EXERCISE
Copy every line of the listing below word for word, omitting the pictures.

RECORDS SUPPLIED
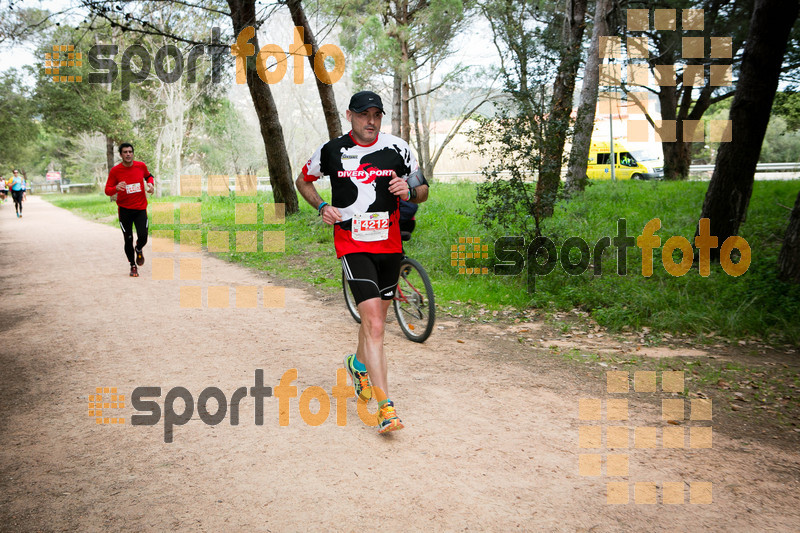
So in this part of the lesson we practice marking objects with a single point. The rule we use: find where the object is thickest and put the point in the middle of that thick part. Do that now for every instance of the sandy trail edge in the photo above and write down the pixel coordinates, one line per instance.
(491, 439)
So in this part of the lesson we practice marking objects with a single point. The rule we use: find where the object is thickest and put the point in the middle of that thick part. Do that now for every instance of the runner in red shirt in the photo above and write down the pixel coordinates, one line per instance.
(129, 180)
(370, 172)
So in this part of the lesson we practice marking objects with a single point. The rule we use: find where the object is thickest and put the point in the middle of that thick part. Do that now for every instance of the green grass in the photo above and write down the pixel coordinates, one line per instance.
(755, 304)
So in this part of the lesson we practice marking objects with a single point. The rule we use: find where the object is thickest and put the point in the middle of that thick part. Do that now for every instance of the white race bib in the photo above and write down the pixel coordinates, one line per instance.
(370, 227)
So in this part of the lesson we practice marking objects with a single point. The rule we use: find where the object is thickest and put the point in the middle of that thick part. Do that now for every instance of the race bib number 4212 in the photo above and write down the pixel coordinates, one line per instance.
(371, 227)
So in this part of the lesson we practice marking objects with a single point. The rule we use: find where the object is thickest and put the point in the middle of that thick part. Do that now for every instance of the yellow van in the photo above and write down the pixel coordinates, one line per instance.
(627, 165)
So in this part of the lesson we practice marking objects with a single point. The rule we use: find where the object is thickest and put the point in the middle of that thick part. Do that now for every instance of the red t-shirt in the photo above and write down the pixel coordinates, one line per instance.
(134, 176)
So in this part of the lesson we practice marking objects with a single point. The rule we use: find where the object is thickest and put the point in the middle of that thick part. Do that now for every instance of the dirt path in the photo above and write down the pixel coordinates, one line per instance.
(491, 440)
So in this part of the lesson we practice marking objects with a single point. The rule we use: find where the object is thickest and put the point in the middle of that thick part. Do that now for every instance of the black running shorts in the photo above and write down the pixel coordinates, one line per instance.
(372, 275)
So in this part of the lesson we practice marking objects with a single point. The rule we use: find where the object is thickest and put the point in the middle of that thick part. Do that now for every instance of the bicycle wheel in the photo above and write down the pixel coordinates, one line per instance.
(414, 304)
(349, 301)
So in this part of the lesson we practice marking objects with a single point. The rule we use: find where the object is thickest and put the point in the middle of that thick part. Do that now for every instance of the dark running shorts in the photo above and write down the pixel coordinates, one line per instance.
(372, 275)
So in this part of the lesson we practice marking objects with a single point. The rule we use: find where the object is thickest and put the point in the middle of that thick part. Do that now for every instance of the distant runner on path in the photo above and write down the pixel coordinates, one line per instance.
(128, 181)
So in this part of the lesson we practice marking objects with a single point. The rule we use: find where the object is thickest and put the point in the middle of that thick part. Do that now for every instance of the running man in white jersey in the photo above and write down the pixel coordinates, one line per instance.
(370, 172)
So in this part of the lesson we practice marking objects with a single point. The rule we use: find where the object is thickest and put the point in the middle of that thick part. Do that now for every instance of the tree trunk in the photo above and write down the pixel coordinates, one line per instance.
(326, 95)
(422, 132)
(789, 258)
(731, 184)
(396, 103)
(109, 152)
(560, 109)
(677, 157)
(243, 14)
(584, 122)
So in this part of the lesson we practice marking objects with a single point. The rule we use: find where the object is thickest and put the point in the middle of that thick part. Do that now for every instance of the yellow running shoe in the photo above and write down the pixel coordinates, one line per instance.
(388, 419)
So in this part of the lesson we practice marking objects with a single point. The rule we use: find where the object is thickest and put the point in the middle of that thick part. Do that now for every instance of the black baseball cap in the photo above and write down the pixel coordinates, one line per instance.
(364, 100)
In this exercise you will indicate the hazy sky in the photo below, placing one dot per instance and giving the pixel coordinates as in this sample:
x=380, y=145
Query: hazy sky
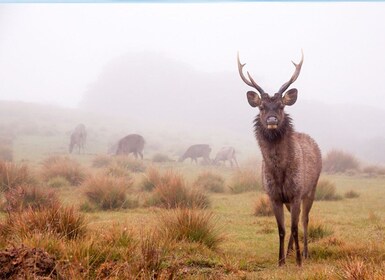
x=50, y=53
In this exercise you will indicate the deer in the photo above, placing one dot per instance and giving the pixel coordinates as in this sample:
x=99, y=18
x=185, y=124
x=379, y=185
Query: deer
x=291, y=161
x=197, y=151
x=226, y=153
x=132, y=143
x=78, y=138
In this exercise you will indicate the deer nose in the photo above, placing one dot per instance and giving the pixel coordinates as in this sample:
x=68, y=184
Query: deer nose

TASK OUTPUT
So in this part of the lesson we practice marking objects with a single point. The rule we use: find where the object is thickest and put the point in the middle of that thick part. Do that now for every instance of the sandy trail edge in the photo above and write down the pixel coordinates, one line per instance.
(491, 439)
So in this part of the lesson we practice marking objects with a single point. The rule we use: find where the object is thickest and put the point in the middle of that thick part. Do that now for every instance of the runner in red shirt in the photo above and write down the pixel coordinates, one line per instance.
(129, 180)
(370, 172)
So in this part of the lesson we practice marking objects with a single point. The rule we use: find where the object is thickest and put the point in the middle of that thick part. Do that now for every instance of the green grass in the photo above and write down the pixel coordinates, one line per instance.
(755, 304)
So in this part of the lesson we practice marking objects with a single point. The rule we use: find where the object is thickest and put the point in the middle of that thick part. Do that now for every instance of the white race bib in the photo above and write down the pixel coordinates, one line per instance.
(370, 227)
So in this part of the lesson we practice marking objects with a single point. The rule we use: find where the object is thickest and put the point in the middle of that thick part. Do that now for every instance of the race bib number 4212 in the photo above and write down the pixel coordinates, one line per instance.
(371, 227)
So in this part of the lesson we practice marking objects with a single point. The rule we use: find where the object is thickest and put the point in the middle of that thick part. Do that now for every instance of the yellow van in the photo above and write down the pixel coordinates, one line per instance.
(627, 165)
So in this part of the lesson we practice marking objects with a single point. The rule we use: find where the object is thickest and put the point in the middle of that thick part. Do that now for every instance of the red t-shirt in the photo above and write down the pixel coordinates, one line per instance.
(134, 176)
So in this part of the lesson we practice marking objects with a single point. The rule we use: find where the object is thickest and put the point in the middle of that thick part. Do that now for every instance of the dirt path in the photo above and write down the pixel coordinates, one line per instance.
(491, 440)
So in this part of the lesson we practice marking objects with a single point. The rule we use: find where the object is thickest and put the point in the middle of that thick part. Do that now for every instance of the black running shorts in the photo above and write down the pixel coordinates, one line per instance.
(372, 275)
So in this part of the lesson we practice marking objects with a single point. The rule we use: find where the object is thickest and put the point in the middle of that thick part. Do that now for every instance of the bicycle wheel in the photo above and write down the pixel coordinates, one line per instance.
(414, 304)
(349, 301)
So in this part of the lesson we practice marking objects with a single point. The rule we use: find where the object is thickest and put the point in the middle of that thick part. Do that now for every instance of the dark running shorts in the photo above and write down the pixel coordinates, one line per instance.
(372, 275)
So in this part of the lesson we practice marking objects with a single point. The rule we use: find where the object is thickest and put the point in the middle of that thick part. Do that now for every instance of the distant runner on path in the photo above and write down the pixel coordinates, one line per instance.
(128, 181)
So in this part of the lesson we practice marking objects with a single point. The rule we use: find where the object is thickest and put the point in the middle of that thick part. Do that now for every instance of the running man in white jersey in the photo above and write down the pixel coordinates, one line per instance.
(370, 172)
So in this part of the lesson we practice marking objects with a single point. The rule we use: find where the object is thickest and put the point in the middle of that thick part. Do that now for every instance of the tree trunk in the photo above and write down the pixel coordinates, one line per instance.
(326, 95)
(422, 132)
(789, 258)
(731, 184)
(396, 103)
(109, 152)
(560, 109)
(677, 157)
(243, 14)
(584, 122)
So in this part of the lesson we practice marking objects with a single point. The rule we use: find where the object is thickest and put the point in the middle of that thick part. Do that now for every instance of the yellow running shoe in the photo above and write down the pixel coordinates, one line per instance.
(388, 419)
So in this part of the lesson we practice marking objects with a single point. The rule we use: find where the object is thickest and put the point in the middle of that thick part. Do that now for every instance of the black baseball cap in the photo above and write down the pixel coordinates, one line per instance.
(364, 100)
In this exercise you will indicate the hazy sky in the photo below, placing one dot per instance and giving the pixel coordinates as in this sample:
x=380, y=145
Query: hazy sky
x=50, y=53
In this exercise you will indicate the deer in the photo above, placing one dot per instance and giving the pixel coordinates as in this sample:
x=99, y=18
x=185, y=124
x=379, y=185
Query: deer
x=291, y=161
x=197, y=151
x=226, y=153
x=132, y=143
x=78, y=138
In this exercise you will indicate the deer nose in the photo above, placing one dot per instance and giving the pixel coordinates as in this sample:
x=68, y=184
Query: deer nose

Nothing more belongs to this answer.